**Source records**
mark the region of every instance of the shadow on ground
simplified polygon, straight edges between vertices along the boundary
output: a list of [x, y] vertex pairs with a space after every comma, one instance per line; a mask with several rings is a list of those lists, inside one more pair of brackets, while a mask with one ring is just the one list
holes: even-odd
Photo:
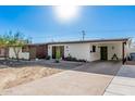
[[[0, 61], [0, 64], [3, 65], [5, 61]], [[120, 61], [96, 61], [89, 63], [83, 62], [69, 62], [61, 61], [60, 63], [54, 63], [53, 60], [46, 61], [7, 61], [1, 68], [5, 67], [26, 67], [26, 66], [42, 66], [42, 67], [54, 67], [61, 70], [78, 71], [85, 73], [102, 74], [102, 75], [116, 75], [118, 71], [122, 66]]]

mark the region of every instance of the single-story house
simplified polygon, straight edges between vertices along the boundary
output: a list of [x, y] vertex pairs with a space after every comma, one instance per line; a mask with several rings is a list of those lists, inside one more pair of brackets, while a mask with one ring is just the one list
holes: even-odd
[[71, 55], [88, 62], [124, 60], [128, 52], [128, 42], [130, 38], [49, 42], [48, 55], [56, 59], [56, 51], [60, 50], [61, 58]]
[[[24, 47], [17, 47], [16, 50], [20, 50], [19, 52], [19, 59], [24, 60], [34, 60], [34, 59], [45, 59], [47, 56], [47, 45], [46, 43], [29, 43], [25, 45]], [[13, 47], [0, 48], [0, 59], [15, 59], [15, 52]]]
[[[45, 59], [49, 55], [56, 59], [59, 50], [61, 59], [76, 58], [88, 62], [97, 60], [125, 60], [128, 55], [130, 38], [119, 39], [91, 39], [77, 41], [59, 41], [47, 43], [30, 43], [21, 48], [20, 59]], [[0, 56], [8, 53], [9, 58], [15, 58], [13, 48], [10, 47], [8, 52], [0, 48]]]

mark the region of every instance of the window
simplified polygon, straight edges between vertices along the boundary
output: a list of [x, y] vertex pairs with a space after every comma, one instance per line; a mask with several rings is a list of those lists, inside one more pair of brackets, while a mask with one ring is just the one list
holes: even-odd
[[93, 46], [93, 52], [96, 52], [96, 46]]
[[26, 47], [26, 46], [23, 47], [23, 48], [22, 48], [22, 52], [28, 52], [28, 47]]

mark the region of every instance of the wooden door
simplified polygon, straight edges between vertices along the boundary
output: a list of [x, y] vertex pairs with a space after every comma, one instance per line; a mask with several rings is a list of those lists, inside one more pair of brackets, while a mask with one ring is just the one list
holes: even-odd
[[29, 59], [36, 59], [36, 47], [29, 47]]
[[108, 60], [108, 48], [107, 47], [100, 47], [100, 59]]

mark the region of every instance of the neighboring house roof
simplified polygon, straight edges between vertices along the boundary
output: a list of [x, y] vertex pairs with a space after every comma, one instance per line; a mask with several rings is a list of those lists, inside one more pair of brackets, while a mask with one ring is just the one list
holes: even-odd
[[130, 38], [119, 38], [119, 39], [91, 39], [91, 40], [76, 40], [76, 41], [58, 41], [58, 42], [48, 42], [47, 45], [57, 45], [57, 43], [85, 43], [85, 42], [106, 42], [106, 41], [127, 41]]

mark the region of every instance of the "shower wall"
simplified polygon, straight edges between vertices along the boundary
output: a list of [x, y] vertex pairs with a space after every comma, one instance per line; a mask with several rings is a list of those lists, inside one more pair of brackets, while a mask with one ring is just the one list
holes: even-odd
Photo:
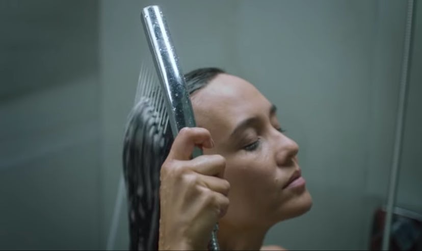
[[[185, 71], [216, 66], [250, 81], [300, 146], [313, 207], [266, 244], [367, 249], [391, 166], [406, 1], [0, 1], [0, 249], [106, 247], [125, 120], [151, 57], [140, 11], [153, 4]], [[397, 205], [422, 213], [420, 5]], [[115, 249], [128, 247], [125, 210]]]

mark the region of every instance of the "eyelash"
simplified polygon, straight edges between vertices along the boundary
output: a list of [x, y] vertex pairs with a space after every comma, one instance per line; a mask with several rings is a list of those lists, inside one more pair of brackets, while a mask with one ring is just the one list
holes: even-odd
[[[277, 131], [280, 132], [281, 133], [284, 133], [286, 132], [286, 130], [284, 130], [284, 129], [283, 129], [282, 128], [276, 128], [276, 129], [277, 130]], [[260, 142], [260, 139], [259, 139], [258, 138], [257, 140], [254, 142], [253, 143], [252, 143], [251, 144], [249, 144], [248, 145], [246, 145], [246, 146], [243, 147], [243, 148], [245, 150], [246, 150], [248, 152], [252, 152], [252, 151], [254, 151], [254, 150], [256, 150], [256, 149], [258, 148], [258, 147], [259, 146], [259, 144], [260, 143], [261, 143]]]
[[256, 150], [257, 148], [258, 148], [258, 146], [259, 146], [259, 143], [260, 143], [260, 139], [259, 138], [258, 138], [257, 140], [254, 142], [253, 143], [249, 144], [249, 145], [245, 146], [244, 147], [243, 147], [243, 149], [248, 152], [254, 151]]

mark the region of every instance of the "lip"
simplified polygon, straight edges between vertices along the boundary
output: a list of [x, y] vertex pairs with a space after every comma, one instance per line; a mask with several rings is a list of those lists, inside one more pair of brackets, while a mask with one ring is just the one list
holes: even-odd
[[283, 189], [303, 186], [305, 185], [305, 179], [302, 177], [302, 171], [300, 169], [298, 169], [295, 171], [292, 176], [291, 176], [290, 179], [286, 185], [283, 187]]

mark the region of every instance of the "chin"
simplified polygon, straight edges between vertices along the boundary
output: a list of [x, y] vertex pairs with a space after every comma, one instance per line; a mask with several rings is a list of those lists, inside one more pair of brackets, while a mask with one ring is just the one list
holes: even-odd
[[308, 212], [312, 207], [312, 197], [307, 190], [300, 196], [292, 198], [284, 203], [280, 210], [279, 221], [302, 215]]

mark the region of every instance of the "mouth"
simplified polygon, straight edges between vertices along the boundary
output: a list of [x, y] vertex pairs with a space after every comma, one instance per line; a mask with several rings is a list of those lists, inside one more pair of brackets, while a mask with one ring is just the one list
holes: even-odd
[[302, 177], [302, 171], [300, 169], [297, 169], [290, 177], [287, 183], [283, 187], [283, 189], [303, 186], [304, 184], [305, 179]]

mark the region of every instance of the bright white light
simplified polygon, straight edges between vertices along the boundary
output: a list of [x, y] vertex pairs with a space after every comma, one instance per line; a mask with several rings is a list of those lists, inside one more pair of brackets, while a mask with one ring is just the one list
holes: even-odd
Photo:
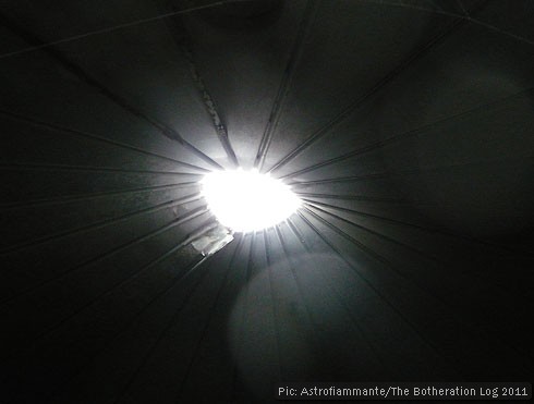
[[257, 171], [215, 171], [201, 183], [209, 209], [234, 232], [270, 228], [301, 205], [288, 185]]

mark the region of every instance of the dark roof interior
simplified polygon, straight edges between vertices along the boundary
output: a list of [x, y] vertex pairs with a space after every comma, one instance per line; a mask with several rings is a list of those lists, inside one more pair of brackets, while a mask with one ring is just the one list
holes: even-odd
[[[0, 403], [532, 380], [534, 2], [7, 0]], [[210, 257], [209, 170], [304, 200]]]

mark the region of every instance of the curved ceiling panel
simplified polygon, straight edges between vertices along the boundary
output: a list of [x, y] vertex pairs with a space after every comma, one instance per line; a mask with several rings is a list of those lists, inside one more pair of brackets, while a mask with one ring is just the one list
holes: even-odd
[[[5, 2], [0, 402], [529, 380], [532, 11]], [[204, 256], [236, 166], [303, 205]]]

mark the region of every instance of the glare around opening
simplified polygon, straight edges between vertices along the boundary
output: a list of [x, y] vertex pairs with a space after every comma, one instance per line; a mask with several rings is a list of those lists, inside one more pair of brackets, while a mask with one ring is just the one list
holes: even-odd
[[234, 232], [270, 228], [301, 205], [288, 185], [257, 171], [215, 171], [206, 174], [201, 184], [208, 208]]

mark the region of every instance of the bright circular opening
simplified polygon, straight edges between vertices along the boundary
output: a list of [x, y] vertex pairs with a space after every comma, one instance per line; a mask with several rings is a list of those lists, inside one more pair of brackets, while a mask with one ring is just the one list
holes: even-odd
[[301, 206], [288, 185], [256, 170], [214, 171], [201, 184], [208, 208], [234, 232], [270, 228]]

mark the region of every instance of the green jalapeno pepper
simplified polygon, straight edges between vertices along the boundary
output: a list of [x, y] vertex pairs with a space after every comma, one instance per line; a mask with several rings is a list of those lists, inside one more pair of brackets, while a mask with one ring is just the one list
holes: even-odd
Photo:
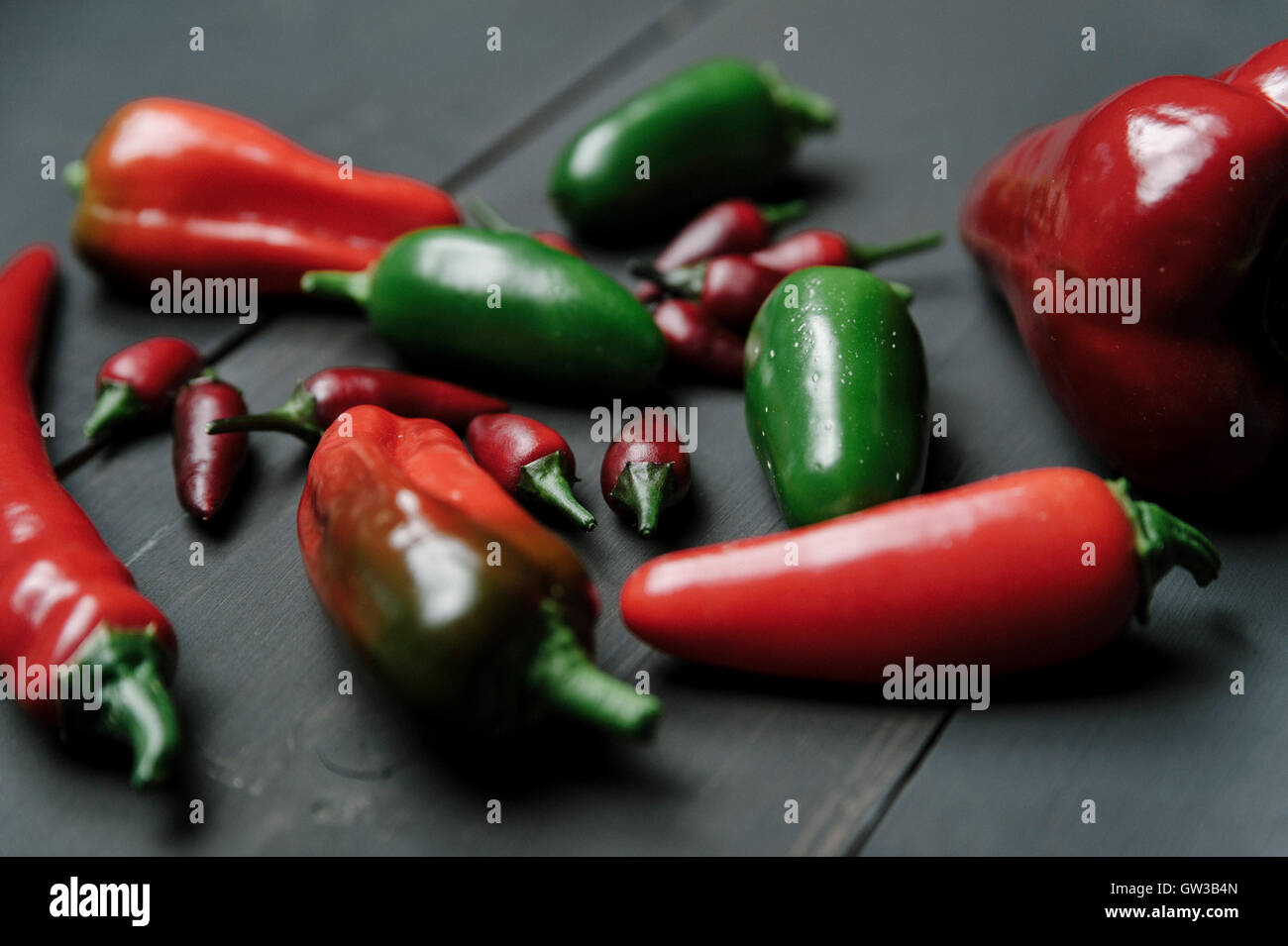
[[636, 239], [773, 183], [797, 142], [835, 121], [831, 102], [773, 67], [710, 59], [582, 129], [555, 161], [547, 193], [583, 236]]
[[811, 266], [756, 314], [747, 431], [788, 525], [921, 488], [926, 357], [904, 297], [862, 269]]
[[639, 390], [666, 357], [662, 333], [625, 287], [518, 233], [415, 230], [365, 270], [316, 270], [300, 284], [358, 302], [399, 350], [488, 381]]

**The problem**
Skip the pictures and retype exactly the lines from the one that contains "mark the region of every instance of the green" to the last line of the records.

**Result of the task**
mark the region of every instance of the green jalapeno pepper
simplified polygon, straight edges between vertices along the boundary
output: a list of [x, y] vertex pairs with a space after every comma, one instance per line; a mask with several rings is a list of those lists, inside one more pair of brackets, while a mask with one ring is just the one list
holes: even-odd
Photo:
[[636, 239], [773, 183], [797, 142], [835, 121], [831, 102], [773, 67], [710, 59], [582, 129], [555, 161], [547, 193], [583, 236]]
[[811, 266], [756, 314], [747, 431], [788, 525], [921, 488], [926, 357], [904, 297], [862, 269]]
[[639, 390], [666, 357], [662, 333], [625, 287], [518, 233], [415, 230], [365, 270], [316, 270], [300, 284], [358, 302], [399, 350], [488, 381]]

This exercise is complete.